Les nombreuses églises de Bab el Oued accueillaient une foule de nombreux paroissiens, en majorité d'origine italienne et espagnole. Les plus zélés, et ils étaient nombreux, manifestaient une dévotion qui frisait l'exhibitionnisme et la superstition. Les pèlerinages et les interminables processions à Notre Dame d'Afrique étaient célèbres et les nombreuses « mama » italiennes ou espagnoles traînaient manu militari leur progéniture pendant que leur mari, discutaillaient sport ou politique devant les comptoirs emplis de kémias des grands cafés du quartier. Certains pèlerins ironisaient-on partaient de l'avenue des consulats à pieds ou même à genoux. D' autres pour mieux expier leurs pêchers mettaient du gravier dans leurs souliers, d'autres encore des pois chiches... que les plus malins faisaient cuir avant de partir. Les 6 km qui séparaient le point de départ à la basilique étaient arpentés dans un concert de louanges, de prières et de chants.

Entrées répertoriées:
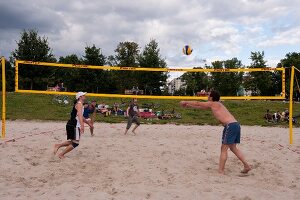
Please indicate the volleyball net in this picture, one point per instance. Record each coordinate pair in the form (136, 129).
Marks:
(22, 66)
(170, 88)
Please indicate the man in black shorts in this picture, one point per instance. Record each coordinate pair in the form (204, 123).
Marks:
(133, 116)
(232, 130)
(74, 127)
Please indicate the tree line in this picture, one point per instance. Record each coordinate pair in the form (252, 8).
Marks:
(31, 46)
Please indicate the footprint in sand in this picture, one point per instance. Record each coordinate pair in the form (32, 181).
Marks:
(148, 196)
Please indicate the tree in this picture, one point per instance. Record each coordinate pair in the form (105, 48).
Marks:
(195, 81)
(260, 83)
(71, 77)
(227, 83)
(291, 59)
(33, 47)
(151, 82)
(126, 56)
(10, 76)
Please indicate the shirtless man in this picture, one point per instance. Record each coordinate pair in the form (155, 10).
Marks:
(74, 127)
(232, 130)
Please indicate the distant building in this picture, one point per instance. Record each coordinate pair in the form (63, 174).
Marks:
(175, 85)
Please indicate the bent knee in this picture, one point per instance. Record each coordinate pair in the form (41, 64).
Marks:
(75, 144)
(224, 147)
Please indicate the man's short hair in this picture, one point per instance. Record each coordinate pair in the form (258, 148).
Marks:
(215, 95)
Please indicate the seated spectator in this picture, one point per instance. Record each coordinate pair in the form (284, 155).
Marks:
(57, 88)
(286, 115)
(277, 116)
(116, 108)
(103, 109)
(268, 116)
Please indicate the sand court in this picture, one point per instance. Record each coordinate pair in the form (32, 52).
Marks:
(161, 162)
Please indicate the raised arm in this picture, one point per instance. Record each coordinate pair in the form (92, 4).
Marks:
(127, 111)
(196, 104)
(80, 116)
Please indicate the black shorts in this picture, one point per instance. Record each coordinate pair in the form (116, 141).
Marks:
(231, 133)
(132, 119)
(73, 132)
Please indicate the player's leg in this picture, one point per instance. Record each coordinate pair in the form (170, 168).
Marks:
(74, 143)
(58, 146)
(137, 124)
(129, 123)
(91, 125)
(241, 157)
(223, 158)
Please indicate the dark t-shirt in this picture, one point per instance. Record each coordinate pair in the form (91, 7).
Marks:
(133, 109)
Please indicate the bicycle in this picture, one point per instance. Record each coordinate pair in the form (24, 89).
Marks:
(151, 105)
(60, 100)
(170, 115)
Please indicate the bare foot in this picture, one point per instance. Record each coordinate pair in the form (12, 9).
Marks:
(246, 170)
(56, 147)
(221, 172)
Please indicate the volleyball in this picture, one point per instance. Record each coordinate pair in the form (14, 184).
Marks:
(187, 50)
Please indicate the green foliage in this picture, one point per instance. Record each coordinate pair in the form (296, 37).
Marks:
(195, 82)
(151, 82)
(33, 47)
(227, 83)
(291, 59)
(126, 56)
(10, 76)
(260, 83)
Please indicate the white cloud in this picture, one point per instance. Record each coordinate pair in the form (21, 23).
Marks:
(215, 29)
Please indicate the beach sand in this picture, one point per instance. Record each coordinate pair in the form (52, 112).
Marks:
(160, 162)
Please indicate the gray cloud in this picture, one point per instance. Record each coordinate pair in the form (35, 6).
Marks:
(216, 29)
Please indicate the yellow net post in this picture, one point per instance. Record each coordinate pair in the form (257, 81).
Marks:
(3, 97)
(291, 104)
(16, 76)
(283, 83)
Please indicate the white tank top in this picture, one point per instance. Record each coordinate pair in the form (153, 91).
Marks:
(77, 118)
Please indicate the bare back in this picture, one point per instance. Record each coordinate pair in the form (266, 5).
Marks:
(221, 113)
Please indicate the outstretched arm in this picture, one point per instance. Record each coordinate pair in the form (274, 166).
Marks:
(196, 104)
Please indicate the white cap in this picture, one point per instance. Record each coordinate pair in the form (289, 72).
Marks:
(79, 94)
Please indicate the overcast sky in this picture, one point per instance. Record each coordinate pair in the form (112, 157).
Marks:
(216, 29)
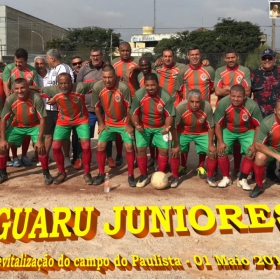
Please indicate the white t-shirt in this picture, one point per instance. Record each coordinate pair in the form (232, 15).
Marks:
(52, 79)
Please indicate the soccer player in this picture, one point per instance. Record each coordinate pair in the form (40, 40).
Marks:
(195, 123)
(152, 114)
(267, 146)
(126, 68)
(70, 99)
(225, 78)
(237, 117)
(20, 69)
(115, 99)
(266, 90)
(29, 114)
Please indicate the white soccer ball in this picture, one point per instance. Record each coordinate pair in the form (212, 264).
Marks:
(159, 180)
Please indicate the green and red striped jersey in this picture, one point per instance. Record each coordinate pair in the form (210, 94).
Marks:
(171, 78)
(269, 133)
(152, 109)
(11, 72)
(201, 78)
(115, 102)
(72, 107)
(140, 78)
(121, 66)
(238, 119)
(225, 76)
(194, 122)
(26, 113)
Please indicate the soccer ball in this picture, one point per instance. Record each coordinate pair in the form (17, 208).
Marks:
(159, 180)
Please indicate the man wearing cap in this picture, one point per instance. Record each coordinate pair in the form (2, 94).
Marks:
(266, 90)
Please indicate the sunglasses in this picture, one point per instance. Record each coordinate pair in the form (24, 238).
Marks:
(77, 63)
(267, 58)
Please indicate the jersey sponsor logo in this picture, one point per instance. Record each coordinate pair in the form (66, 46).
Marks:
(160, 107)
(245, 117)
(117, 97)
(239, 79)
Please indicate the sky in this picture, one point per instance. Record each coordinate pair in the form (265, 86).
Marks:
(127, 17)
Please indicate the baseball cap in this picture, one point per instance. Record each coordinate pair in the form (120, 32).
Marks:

Consigne: Pourriez-vous poursuivre le texte sur les pèlerinages de Bab el Oued à partir de sa dernière phrase ?

Résultat final:
Le Bab el Oued des cafés et des brasseries tenait une place importante dans la vie de tous les jours. L'anisette et la khémia agrémentaient ces longues soirées qui débutaient généralement vers 18h30 et qui réunissaient toujours les mêmes habitués. Les patrons de café en vrais professionnels rivalisaient d'ingéniosité pour attirer cette clientèle. Le Grand Café Riche avait pour spécialité les frites et les escargots, Chez Henri c'était les beignets de poisson, le poulpe ou la sépia, souvent devant le bar, sur deux ou trois rangers, les clients tendaient leurs verres pour se faire servir. Et dans cette ambiance survoltée c'était souvent le foot ball qui déchaînait les discussions les plus passionnées et animées. En ce temps là la politique n'était pas à l'ordre du jour.


L'invective, l'affront, l'offense, l'injure tenait une place importante, typiquement masculine et latine dans la vie de tous ces gens simples et souvent analphabètes, prêts à se passionner et à s'exprimer pour un match et bien plus tard pour la politique. Ces frères ennemis, supporters de l'ASSE ou du GSA oubliaient leurs querelles sportives permanentes pour aller affronter avec le même chauvinisme les équipes de Sidi Bel Abbes ou d'Oran.
Les épouses, quand à elles préféraient les grandes salles de cinéma qui se remplissaient comme par enchantement dès qu'un film de Luis Mariano apparaissait sur des affiches avantageusement hispanisées. La cuisine tenait une place importante et donne encore de nos jours une idée de la richesse culinaire de notre région. Cuisine juive, arabe et méditerranéenne donnera naissance à une nouvelle gastronomie toujours très appréciée.

Symbole de l'absurde et désillusion de tout un peuple face à l'incompréhension de l'histoire, les pieds noirs de Bab el Oued allaient supporter et payer chèrement la politique scabreuse du grand colonat et l'intransigeance sournoise et aveugle d'un plus grand fabulateur qu'eux, Charles De Gaulle.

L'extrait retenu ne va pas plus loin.